● Your goal: Pick out every line below that contains the word "grey" and copy each one in full.

• • • •

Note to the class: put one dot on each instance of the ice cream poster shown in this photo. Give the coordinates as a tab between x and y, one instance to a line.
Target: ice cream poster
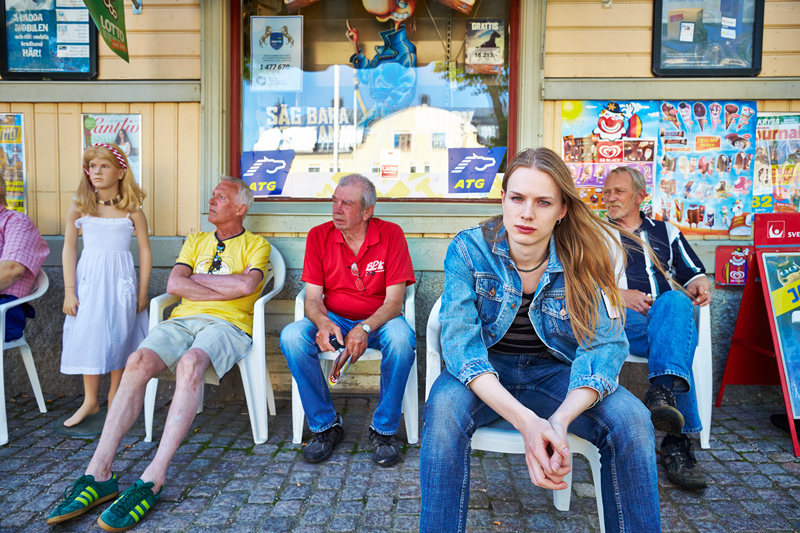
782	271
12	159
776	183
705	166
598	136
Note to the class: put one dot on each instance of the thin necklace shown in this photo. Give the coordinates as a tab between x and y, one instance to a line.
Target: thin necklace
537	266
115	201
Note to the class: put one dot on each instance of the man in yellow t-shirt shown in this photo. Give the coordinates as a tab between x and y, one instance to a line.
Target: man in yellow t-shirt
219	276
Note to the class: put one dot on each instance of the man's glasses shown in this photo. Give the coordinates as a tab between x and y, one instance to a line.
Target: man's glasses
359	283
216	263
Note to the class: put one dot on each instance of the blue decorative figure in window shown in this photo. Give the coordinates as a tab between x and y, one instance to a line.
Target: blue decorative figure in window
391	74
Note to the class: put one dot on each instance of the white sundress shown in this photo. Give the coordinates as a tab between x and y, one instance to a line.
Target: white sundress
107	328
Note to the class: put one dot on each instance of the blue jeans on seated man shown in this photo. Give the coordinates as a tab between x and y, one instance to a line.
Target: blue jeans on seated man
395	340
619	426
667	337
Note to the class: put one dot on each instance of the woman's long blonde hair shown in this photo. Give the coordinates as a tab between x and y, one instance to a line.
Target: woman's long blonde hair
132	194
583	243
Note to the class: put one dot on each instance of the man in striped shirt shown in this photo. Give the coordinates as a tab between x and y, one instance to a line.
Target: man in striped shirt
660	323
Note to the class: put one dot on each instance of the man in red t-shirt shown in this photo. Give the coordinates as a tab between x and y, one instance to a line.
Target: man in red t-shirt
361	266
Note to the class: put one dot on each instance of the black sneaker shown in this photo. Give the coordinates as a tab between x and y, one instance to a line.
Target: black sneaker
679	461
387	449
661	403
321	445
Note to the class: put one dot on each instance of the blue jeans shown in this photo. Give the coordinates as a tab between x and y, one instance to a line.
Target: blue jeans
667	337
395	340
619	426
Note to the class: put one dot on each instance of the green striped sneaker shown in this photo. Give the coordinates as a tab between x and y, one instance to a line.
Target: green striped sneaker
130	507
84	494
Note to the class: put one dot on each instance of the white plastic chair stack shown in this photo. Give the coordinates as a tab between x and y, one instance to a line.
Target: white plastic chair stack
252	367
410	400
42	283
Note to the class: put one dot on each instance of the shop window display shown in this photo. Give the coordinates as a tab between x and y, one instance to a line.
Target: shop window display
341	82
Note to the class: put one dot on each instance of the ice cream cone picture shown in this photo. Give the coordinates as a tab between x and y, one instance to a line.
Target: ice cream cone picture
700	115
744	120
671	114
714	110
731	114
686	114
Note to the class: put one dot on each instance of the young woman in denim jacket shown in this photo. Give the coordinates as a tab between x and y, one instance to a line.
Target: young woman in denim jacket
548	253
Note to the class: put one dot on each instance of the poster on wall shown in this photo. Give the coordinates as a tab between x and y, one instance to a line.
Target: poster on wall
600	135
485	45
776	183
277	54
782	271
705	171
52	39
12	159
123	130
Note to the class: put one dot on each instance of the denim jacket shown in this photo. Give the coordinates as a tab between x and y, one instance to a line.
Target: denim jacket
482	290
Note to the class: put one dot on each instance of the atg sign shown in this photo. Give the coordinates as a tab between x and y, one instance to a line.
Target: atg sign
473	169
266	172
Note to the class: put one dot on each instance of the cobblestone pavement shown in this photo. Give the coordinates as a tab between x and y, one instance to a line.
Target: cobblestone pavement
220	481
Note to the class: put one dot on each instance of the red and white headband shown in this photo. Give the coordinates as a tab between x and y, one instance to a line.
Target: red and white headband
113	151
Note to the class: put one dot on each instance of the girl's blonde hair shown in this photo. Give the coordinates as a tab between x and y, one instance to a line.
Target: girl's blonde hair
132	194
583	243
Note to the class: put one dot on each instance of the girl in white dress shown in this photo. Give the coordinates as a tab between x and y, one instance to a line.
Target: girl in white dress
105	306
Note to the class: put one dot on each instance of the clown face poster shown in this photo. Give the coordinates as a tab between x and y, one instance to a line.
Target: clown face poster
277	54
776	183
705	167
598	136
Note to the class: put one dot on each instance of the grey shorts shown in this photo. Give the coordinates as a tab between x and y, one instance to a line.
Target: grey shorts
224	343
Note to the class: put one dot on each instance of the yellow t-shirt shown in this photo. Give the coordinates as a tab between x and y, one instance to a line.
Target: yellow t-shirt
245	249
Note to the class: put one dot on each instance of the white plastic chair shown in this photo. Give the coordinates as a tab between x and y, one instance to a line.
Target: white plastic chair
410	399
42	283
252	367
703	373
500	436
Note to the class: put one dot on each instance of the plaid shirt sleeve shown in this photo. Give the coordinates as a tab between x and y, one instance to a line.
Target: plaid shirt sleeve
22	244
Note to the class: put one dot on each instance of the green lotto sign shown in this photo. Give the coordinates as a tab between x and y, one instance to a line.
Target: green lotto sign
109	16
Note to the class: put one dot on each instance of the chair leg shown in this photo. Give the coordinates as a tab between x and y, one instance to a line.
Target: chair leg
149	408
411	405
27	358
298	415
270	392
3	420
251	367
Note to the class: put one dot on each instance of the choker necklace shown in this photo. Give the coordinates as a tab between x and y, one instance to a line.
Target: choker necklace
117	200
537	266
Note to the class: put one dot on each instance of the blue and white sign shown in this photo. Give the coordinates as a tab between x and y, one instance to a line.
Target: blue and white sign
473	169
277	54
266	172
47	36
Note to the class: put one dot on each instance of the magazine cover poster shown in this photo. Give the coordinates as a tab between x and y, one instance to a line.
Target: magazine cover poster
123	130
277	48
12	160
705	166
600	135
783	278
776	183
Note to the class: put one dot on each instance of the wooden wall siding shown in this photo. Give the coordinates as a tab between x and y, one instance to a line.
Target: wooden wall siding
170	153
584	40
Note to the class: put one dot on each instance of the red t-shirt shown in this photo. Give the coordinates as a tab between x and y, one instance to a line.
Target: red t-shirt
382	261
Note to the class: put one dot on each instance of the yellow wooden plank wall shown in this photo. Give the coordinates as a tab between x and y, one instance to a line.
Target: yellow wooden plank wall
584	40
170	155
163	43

• • • •

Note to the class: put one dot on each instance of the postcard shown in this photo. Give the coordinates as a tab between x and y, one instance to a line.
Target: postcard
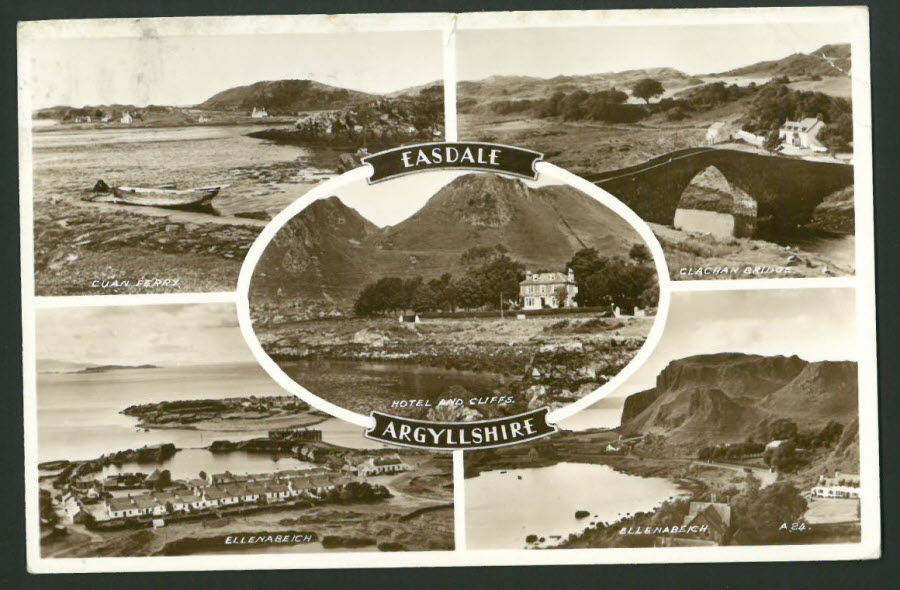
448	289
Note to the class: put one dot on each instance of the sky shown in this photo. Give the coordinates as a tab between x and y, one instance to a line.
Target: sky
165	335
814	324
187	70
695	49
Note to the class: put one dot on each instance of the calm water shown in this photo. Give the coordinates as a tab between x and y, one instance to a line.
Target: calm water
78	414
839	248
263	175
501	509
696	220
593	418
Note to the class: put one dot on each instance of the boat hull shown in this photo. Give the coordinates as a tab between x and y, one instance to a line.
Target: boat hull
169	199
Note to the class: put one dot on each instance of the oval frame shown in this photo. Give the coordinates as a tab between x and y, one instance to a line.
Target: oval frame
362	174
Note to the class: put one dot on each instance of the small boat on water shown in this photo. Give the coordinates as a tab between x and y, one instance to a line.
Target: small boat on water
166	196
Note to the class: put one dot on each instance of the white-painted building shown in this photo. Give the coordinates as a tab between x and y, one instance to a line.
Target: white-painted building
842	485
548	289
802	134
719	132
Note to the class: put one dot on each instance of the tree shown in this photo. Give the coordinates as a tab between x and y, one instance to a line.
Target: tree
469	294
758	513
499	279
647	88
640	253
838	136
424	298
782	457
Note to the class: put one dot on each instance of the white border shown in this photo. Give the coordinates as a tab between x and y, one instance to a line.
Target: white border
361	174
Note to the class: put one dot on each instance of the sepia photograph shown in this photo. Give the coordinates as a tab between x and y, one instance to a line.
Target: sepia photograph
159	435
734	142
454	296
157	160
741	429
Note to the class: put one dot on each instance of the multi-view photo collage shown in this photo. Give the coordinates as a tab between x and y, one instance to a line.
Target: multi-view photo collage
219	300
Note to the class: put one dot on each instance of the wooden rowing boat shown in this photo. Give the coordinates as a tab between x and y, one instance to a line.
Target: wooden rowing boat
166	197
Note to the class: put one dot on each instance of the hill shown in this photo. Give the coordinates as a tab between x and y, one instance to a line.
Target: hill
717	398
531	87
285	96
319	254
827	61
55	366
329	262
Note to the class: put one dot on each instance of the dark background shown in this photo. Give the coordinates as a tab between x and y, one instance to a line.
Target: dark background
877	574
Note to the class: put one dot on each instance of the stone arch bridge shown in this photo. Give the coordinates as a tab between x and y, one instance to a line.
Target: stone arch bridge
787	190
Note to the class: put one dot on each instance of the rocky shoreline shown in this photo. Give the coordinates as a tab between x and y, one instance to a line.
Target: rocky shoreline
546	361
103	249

• • • •

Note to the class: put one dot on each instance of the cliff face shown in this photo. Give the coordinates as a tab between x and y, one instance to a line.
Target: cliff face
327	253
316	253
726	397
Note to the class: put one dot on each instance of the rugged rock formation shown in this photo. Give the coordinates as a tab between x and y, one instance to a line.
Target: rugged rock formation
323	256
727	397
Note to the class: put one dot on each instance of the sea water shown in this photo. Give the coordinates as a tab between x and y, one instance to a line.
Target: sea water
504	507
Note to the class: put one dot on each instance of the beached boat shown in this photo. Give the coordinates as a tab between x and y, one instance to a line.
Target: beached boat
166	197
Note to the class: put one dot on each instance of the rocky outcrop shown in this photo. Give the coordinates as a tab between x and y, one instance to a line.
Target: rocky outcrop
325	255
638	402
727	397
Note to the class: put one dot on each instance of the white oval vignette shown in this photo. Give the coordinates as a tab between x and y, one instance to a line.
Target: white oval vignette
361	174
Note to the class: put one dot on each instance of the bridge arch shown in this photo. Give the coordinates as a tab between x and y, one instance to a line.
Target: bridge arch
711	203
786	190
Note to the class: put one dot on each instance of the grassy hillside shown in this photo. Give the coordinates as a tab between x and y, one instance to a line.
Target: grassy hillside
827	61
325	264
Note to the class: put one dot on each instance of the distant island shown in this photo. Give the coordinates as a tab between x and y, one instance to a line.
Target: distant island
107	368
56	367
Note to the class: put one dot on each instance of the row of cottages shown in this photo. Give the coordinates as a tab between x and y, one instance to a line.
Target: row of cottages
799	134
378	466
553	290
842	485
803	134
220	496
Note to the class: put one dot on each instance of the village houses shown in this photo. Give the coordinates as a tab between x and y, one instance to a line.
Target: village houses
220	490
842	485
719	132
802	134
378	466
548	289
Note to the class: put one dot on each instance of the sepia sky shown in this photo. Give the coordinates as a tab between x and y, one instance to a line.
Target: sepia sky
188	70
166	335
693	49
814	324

• • • •

● Solution to this task:
Note to the class: put one dot on each instance of the grey shorts shown in this photo. Give the coordinates as a tab between x and y, one instance to a line.
Target: grey shorts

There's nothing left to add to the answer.